To be done. Put every line of the items below into a JSON list of strings, one string per line, and omit any blank lines.
+++
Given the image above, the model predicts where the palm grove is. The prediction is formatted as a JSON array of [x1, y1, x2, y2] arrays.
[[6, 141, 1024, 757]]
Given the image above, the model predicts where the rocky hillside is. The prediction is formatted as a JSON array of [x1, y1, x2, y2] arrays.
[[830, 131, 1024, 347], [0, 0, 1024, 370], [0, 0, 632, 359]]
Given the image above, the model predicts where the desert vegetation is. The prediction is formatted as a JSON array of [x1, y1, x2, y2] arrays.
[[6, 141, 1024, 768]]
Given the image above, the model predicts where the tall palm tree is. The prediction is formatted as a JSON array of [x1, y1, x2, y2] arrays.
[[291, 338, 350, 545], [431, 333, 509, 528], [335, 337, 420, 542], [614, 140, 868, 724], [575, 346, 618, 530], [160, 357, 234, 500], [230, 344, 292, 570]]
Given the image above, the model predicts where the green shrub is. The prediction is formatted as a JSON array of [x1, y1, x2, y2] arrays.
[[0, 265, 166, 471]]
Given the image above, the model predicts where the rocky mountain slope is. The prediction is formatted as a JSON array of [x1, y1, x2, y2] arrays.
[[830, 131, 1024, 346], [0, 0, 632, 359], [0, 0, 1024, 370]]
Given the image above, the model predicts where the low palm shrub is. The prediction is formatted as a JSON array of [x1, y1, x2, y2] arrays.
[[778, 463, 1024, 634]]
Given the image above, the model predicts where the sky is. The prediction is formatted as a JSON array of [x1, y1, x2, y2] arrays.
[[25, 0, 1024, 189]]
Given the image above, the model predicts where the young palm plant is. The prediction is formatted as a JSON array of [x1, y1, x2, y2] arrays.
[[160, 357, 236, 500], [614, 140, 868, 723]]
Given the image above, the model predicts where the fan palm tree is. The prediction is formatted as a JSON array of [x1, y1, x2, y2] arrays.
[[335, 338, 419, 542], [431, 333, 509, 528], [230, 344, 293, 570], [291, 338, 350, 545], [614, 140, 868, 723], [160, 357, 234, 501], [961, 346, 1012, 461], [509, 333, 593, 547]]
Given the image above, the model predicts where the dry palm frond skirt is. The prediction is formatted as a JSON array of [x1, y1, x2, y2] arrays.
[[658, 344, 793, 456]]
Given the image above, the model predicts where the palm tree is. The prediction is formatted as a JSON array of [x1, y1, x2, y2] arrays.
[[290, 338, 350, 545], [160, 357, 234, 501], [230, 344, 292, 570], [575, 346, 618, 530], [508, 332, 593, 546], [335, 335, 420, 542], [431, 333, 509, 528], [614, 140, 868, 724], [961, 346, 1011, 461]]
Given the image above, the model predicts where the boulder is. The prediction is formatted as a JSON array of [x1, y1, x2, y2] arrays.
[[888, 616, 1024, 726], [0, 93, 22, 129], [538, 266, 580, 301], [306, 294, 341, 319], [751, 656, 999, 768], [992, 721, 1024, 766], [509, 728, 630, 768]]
+++
Reply to the exercise.
[
  "Given the image above, the model predicts where the palm grove is. The prediction is formatted as a JSON array of [x1, y1, x2, y2] arrays.",
  "[[6, 141, 1024, 757]]",
  "Given the image above, the model predicts where the rocky hillside is. The prediction is formatted as a JSON array of [x1, y1, x2, y2] arrays.",
  "[[830, 131, 1024, 347], [0, 0, 1024, 370], [0, 0, 632, 359]]",
  "Given the image above, the model predicts where the desert vegetation is. The prediction is formatted as a JSON array of [x1, y1, x2, y2] arrays.",
  "[[6, 141, 1024, 768]]",
  "Given the image above, the model predicts where the tall palm tree is. The prediction is formatted as a JSON array of [x1, y1, x2, y2] arrays.",
  "[[291, 338, 350, 545], [431, 333, 509, 528], [335, 337, 420, 542], [614, 140, 868, 724], [575, 346, 618, 530], [160, 357, 234, 500], [230, 344, 292, 570]]",
  "Given the image above, the model predicts where the green shrub is. The prediction is formatted as a JSON array of [x1, y1, x2, y2] arrays.",
  "[[0, 265, 166, 471]]",
  "Given the image above, the model predicts where the rocky mountain slope is. The prediction is formatted as a JSON array of [x1, y1, x2, y2] arrays.",
  "[[830, 131, 1024, 346], [0, 0, 632, 359], [0, 0, 1024, 370]]",
  "Given the image above, the model predicts where the low palm shrub is. The prediction is formatted as a JSON array of [x1, y1, x2, y2] arrays.",
  "[[778, 463, 1024, 634]]",
  "Given the image above, the model predicts where the sky is. The prediction is formatted as a JSON array of [x1, y1, x2, y2] arrays.",
  "[[25, 0, 1024, 189]]",
  "Given the image above, the model predicts where the young palm plant is. The prediction is formatted as a JSON array of [x1, y1, x2, y2] arrays.",
  "[[160, 357, 236, 500], [614, 140, 868, 723]]",
  "Given the image above, the model predicts where the fan palm tree is. The prediction is formatted as a JSON array of [x1, y1, x2, y2] arrays.",
  "[[335, 338, 419, 542], [431, 333, 509, 528], [230, 344, 293, 570], [291, 338, 350, 545], [614, 140, 868, 723], [160, 357, 234, 501], [961, 346, 1012, 461], [509, 333, 593, 547]]",
  "Given the image above, the model predicts where the dry palm frond skirt is. The prediction is formatted as a JSON array of [x1, y1, x2, y2] arrays.",
  "[[658, 344, 793, 456]]",
  "Given the image above, the model predicts where the palm tree is. The prediction is formatted as a JSON array of [x1, y1, x2, y2] arrays.",
  "[[290, 338, 350, 545], [160, 357, 234, 501], [230, 344, 292, 570], [575, 346, 618, 530], [508, 332, 593, 546], [335, 335, 420, 542], [431, 333, 509, 528], [614, 140, 868, 724], [961, 346, 1011, 461]]",
  "Given the image above, the model predicts where the boulder is. The prediction is formatted as a JSON array of [x1, y1, x2, y2] arrays.",
  "[[888, 616, 1024, 726], [0, 93, 22, 129], [538, 266, 580, 301], [306, 294, 341, 319], [751, 656, 999, 768], [992, 721, 1024, 766], [509, 728, 630, 768]]"
]